Duplicate the records below, starting with the line that contains "Segment every instance of the deep" and going on through the line that contains "134 101 L 92", both included, and leave the pictures out of your answer.

::: Exercise inputs

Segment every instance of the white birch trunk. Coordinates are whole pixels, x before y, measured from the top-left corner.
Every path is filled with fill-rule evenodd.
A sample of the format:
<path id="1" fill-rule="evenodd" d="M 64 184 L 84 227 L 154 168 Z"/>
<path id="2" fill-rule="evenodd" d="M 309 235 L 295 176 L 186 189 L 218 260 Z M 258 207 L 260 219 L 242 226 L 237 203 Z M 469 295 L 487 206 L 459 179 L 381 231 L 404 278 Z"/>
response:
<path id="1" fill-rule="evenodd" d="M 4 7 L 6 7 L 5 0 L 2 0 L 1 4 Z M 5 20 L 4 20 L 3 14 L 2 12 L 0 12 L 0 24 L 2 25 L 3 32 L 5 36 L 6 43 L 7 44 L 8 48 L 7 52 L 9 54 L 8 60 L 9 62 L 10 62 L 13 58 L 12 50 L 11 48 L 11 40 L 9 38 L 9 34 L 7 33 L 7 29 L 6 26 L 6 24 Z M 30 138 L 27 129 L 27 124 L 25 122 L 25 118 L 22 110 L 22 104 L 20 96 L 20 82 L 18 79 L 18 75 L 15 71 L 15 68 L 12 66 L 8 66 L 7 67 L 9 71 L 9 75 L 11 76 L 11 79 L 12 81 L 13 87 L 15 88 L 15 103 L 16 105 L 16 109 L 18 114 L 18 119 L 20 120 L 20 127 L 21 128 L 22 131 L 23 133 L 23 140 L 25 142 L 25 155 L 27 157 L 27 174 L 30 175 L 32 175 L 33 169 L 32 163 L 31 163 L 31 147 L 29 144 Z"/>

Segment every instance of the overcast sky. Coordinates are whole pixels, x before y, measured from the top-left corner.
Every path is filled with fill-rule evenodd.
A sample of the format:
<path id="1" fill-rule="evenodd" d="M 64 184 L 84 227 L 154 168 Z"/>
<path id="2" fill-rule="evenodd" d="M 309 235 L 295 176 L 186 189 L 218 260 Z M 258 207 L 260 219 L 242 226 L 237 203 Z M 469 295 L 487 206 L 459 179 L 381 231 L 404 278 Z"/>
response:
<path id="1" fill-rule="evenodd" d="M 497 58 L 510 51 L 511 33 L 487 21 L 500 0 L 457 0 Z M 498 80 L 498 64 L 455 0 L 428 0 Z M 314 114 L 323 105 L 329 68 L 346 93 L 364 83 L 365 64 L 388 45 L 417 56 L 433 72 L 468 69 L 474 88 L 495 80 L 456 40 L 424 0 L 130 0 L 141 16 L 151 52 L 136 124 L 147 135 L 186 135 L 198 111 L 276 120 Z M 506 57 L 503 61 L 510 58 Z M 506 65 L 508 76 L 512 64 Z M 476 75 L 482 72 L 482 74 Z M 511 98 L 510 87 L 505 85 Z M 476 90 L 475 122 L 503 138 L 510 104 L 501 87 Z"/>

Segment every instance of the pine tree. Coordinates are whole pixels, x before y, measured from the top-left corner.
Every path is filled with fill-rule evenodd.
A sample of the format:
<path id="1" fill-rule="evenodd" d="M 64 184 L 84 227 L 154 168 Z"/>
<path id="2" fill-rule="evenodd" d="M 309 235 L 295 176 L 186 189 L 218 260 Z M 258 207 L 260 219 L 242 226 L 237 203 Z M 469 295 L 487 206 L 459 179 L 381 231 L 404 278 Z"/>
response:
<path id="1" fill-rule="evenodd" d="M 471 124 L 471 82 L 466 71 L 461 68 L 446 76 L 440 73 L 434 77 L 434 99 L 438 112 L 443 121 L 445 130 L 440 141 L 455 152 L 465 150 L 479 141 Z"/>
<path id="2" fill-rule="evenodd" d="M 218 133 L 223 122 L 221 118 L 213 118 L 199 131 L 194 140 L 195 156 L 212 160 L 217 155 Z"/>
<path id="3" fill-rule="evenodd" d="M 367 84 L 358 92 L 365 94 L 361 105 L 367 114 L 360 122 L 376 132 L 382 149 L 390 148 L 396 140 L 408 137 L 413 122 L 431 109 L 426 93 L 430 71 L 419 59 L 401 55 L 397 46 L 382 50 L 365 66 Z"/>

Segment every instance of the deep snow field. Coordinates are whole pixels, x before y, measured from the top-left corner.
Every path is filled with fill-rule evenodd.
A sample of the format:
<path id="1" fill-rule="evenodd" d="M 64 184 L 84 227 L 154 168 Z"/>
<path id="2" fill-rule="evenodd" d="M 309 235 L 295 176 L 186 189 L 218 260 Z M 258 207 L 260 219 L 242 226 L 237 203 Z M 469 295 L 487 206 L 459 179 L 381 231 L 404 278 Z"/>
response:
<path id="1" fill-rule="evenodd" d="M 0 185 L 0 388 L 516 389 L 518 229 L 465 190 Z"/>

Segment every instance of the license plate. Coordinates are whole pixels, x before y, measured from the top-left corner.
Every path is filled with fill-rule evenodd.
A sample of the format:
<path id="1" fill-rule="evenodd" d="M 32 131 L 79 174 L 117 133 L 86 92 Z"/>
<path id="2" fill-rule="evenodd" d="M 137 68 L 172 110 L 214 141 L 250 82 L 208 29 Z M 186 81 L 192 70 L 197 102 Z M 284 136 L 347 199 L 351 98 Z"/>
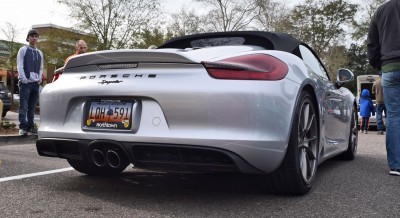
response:
<path id="1" fill-rule="evenodd" d="M 134 101 L 92 100 L 85 116 L 85 127 L 99 129 L 130 129 Z"/>

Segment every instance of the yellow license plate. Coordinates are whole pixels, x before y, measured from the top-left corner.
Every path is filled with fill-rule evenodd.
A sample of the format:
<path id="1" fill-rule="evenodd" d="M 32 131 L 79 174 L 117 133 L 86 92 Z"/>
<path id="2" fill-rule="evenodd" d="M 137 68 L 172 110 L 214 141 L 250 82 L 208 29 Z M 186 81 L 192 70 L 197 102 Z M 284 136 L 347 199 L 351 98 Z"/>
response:
<path id="1" fill-rule="evenodd" d="M 134 101 L 100 99 L 90 101 L 85 127 L 99 129 L 130 129 Z"/>

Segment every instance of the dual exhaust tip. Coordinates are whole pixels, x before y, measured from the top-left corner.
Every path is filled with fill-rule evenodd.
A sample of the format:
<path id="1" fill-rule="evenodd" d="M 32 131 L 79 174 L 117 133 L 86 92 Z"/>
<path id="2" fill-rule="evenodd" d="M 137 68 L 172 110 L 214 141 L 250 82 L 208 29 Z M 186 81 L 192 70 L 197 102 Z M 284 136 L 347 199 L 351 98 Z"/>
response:
<path id="1" fill-rule="evenodd" d="M 122 162 L 125 161 L 125 159 L 123 159 L 123 155 L 120 155 L 117 151 L 112 149 L 109 149 L 105 152 L 99 149 L 94 149 L 91 156 L 93 163 L 98 167 L 104 167 L 108 165 L 111 168 L 119 168 Z"/>

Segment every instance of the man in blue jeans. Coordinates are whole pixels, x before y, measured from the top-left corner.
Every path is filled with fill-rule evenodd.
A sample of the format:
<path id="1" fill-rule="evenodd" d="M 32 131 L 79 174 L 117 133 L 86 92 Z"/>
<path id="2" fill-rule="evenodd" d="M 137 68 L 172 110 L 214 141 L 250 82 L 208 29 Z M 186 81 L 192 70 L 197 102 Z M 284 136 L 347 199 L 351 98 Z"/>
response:
<path id="1" fill-rule="evenodd" d="M 368 60 L 382 71 L 389 174 L 400 176 L 400 0 L 381 5 L 372 16 L 367 38 Z"/>
<path id="2" fill-rule="evenodd" d="M 43 53 L 36 48 L 39 32 L 29 30 L 26 41 L 17 54 L 19 85 L 19 135 L 37 134 L 34 123 L 35 107 L 39 98 L 39 85 L 43 74 Z"/>
<path id="3" fill-rule="evenodd" d="M 383 123 L 383 111 L 386 115 L 385 101 L 383 98 L 383 87 L 382 87 L 382 72 L 379 72 L 379 78 L 372 85 L 372 93 L 375 94 L 376 100 L 376 126 L 378 128 L 378 135 L 383 135 L 385 131 L 385 124 Z"/>

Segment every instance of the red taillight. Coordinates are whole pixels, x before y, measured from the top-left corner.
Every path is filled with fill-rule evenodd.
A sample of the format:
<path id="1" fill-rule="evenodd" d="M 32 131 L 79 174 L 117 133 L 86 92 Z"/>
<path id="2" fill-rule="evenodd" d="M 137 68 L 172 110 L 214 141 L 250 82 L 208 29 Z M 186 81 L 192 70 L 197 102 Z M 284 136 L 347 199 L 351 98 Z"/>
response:
<path id="1" fill-rule="evenodd" d="M 55 82 L 56 80 L 58 80 L 58 78 L 60 78 L 61 74 L 62 74 L 62 73 L 54 74 L 54 76 L 53 76 L 53 81 L 51 81 L 51 82 Z"/>
<path id="2" fill-rule="evenodd" d="M 284 62 L 266 54 L 251 54 L 201 63 L 210 76 L 216 79 L 280 80 L 288 73 Z"/>

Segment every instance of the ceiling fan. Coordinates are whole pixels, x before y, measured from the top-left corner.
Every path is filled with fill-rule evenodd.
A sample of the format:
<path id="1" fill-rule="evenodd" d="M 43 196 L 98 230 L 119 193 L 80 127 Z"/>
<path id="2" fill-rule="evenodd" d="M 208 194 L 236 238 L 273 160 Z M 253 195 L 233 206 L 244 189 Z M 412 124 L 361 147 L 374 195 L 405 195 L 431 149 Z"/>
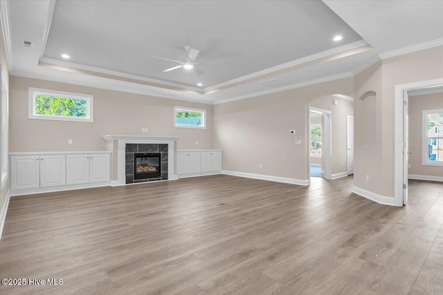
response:
<path id="1" fill-rule="evenodd" d="M 183 59 L 183 61 L 180 61 L 179 60 L 167 59 L 165 57 L 152 57 L 154 59 L 164 59 L 168 60 L 170 61 L 178 62 L 180 64 L 179 66 L 174 66 L 172 68 L 167 68 L 163 70 L 164 73 L 169 72 L 173 70 L 177 70 L 177 68 L 184 68 L 186 70 L 193 70 L 194 73 L 197 75 L 203 75 L 204 72 L 201 70 L 201 68 L 197 66 L 197 64 L 213 64 L 213 65 L 222 65 L 224 64 L 224 61 L 222 60 L 214 60 L 214 61 L 199 61 L 195 62 L 195 59 L 197 58 L 199 50 L 192 48 L 191 46 L 185 46 L 185 50 L 186 50 L 186 56 Z"/>

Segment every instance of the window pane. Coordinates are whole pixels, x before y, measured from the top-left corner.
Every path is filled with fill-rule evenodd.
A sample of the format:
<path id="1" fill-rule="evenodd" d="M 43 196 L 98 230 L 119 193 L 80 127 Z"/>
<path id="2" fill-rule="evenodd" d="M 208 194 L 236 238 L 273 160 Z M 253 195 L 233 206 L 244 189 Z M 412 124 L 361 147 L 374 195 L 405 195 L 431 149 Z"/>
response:
<path id="1" fill-rule="evenodd" d="M 39 104 L 35 106 L 35 113 L 37 115 L 50 115 L 50 113 L 48 104 Z"/>
<path id="2" fill-rule="evenodd" d="M 86 117 L 87 101 L 52 95 L 35 95 L 35 113 L 50 116 Z"/>
<path id="3" fill-rule="evenodd" d="M 182 126 L 201 126 L 202 113 L 177 110 L 175 114 L 176 124 Z"/>
<path id="4" fill-rule="evenodd" d="M 49 106 L 50 99 L 48 95 L 38 95 L 35 96 L 35 104 L 39 106 Z"/>
<path id="5" fill-rule="evenodd" d="M 428 135 L 435 137 L 438 135 L 439 114 L 428 115 Z"/>
<path id="6" fill-rule="evenodd" d="M 311 126 L 311 154 L 321 155 L 321 126 Z"/>
<path id="7" fill-rule="evenodd" d="M 428 160 L 443 162 L 443 139 L 432 138 L 428 144 Z"/>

::::::

→ Complete answer:
Segment every instance of the deep snow field. Coordinates are whole pixels, x before y, measured from the top-left corner.
Every path is filled with fill-rule evenodd.
A sample of the format:
<path id="1" fill-rule="evenodd" d="M 64 184 L 84 227 L 154 168 Z"/>
<path id="2" fill-rule="evenodd" d="M 309 235 L 295 176 L 186 189 L 218 260 Z M 258 207 L 260 219 L 242 226 L 237 203 Z M 469 295 L 487 206 L 459 179 L 381 231 L 404 278 Z"/>
response:
<path id="1" fill-rule="evenodd" d="M 0 185 L 0 388 L 516 389 L 518 229 L 465 190 Z"/>

Segment every instance of the license plate. Coordinates are whole pixels, x before y, measured from the top-left corner.
Every path is filled with fill-rule evenodd.
A sample of the format:
<path id="1" fill-rule="evenodd" d="M 32 131 L 79 174 L 117 133 L 86 92 Z"/>
<path id="2" fill-rule="evenodd" d="M 137 68 L 172 110 L 214 141 L 250 82 L 208 29 Z M 186 81 L 192 70 L 197 102 Z M 284 136 L 347 199 L 351 98 Z"/>
response:
<path id="1" fill-rule="evenodd" d="M 134 101 L 92 100 L 85 116 L 85 127 L 99 129 L 130 129 Z"/>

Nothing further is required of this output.